## Challenge:
Format every line of the data below as a JSON list of strings, one string per line, skipping blank lines and leaving the picture out.

## Data provided:
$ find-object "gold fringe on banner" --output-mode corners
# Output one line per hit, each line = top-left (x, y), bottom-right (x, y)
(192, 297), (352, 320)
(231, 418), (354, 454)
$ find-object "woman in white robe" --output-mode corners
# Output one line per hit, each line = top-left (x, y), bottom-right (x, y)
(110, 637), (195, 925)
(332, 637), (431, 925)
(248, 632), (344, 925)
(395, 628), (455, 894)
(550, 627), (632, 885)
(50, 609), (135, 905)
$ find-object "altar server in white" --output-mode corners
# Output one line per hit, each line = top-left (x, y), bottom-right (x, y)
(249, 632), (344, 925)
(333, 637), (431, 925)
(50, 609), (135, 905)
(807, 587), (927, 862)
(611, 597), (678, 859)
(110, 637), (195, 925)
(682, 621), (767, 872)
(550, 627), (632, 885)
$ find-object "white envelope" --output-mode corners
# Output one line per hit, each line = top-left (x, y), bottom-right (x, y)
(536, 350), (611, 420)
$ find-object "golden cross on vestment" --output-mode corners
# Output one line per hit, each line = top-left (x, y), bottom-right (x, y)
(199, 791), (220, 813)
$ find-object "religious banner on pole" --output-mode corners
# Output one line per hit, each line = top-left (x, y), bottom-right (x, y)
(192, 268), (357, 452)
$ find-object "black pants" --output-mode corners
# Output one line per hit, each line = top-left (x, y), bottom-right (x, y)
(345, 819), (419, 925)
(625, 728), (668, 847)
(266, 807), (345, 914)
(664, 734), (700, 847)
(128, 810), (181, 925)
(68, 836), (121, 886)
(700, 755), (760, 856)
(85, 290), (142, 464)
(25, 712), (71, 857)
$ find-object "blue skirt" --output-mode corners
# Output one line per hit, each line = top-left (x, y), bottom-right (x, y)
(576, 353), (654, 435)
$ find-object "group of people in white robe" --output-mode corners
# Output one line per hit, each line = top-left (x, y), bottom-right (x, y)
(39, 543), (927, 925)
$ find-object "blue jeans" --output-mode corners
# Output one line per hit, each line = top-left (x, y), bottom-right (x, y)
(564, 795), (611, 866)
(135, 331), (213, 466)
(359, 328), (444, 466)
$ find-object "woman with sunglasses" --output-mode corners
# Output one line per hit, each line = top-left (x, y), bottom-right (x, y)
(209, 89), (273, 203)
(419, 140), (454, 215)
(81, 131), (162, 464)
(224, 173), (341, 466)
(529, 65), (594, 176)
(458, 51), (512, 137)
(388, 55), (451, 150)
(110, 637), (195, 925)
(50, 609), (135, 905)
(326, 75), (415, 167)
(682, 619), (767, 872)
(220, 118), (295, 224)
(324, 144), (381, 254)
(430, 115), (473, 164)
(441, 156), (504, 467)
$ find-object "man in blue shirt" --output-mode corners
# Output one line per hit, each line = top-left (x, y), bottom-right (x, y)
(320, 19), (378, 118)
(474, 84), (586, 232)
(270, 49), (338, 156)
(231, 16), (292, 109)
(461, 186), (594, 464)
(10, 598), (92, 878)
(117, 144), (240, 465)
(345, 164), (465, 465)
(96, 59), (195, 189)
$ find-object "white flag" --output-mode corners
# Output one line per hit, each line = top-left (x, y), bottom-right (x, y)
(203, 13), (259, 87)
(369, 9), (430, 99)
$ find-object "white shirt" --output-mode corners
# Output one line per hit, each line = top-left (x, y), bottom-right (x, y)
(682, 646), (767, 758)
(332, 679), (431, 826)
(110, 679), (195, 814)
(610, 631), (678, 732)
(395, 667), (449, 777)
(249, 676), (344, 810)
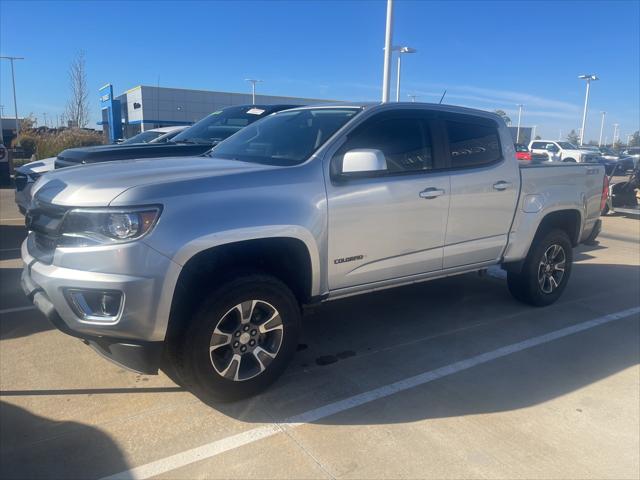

## Result:
[
  "$ find-object \"gold fringe on banner\" --output-mode corners",
  "# Output one line per hit, each line = top-left (x, y), bottom-right (x, y)",
  "(192, 297), (352, 320)",
  "(231, 418), (354, 454)",
  "$ find-object \"woman in white robe\" --output-mode corners",
  "# Output one line per hit, each line = top-left (x, y), bottom-right (x, y)",
  "(110, 637), (195, 925)",
  "(332, 637), (431, 925)",
  "(248, 632), (344, 925)",
  "(395, 628), (455, 894)",
  "(550, 627), (632, 885)",
  "(50, 609), (135, 905)",
  "$ find-object \"altar server in white\" --output-mode corners",
  "# Output one line per hit, each line = top-left (x, y), bottom-right (x, y)",
  "(249, 632), (344, 925)",
  "(333, 637), (431, 925)",
  "(50, 609), (135, 905)",
  "(807, 587), (927, 862)",
  "(611, 597), (678, 859)",
  "(110, 637), (195, 925)",
  "(682, 621), (767, 872)",
  "(550, 627), (632, 885)",
  "$ find-object \"white envelope\" --output-mode corners",
  "# Output one line per hit, each line = top-left (x, y), bottom-right (x, y)",
  "(536, 350), (611, 420)",
  "$ find-object \"golden cross on vestment\" --output-mode corners",
  "# Output one line per hit, each line = top-left (x, y), bottom-right (x, y)",
  "(199, 791), (220, 813)",
  "$ find-object \"religious banner on pole\" --output-mode corners",
  "# Output one line per hit, each line = top-left (x, y), bottom-right (x, y)",
  "(192, 268), (357, 452)",
  "$ find-object \"black pants\" --output-mode corners",
  "# Output one line per hit, each line = top-left (x, y), bottom-right (x, y)",
  "(345, 819), (419, 925)",
  "(625, 728), (668, 847)",
  "(266, 807), (345, 914)",
  "(664, 734), (700, 847)",
  "(128, 810), (181, 925)",
  "(68, 836), (121, 886)",
  "(700, 755), (760, 856)",
  "(85, 290), (142, 464)",
  "(25, 712), (71, 857)",
  "$ find-object \"blue skirt\" --output-mode corners",
  "# Output one line per hit, each line = top-left (x, y), bottom-right (x, y)",
  "(576, 353), (654, 435)",
  "$ find-object \"group of people in white robe\" --output-mode corners",
  "# Output one line per hit, each line = top-left (x, y), bottom-right (x, y)",
  "(39, 543), (927, 925)",
  "$ find-object \"blue jeans\" --output-mode corners",
  "# Output one line per hit, each line = top-left (x, y), bottom-right (x, y)",
  "(564, 795), (611, 866)",
  "(135, 331), (213, 466)",
  "(359, 328), (444, 466)",
  "$ find-object \"woman with sunglasses\" --output-mode corners",
  "# Output one line per hit, each line = top-left (x, y), bottom-right (x, y)",
  "(209, 89), (273, 203)",
  "(419, 140), (454, 215)",
  "(81, 131), (162, 464)",
  "(224, 173), (341, 466)",
  "(529, 65), (594, 176)",
  "(458, 51), (512, 137)",
  "(388, 55), (451, 150)",
  "(110, 637), (195, 925)",
  "(50, 609), (135, 905)",
  "(326, 75), (415, 167)",
  "(682, 619), (767, 872)",
  "(220, 118), (295, 224)",
  "(324, 144), (381, 254)",
  "(430, 115), (473, 164)",
  "(441, 156), (504, 467)",
  "$ find-object \"man in blue shirt\" --output-mode corners",
  "# Output one line per hit, each line = top-left (x, y), bottom-right (x, y)",
  "(320, 19), (378, 118)",
  "(474, 84), (586, 232)",
  "(270, 49), (338, 156)",
  "(231, 16), (292, 109)",
  "(461, 186), (594, 464)",
  "(10, 598), (92, 878)",
  "(117, 144), (240, 465)",
  "(345, 164), (465, 465)",
  "(96, 59), (195, 189)",
  "$ find-object \"white flag\" --output-mode corners",
  "# Output one line per hit, each line = top-left (x, y), bottom-right (x, y)",
  "(203, 13), (259, 87)",
  "(369, 9), (430, 99)",
  "$ find-object \"white shirt\" --output-mode corners",
  "# Output one line per hit, each line = top-left (x, y), bottom-right (x, y)",
  "(682, 646), (767, 758)",
  "(332, 679), (431, 826)",
  "(110, 679), (195, 814)",
  "(610, 631), (678, 732)",
  "(395, 667), (449, 777)",
  "(249, 676), (344, 810)"
]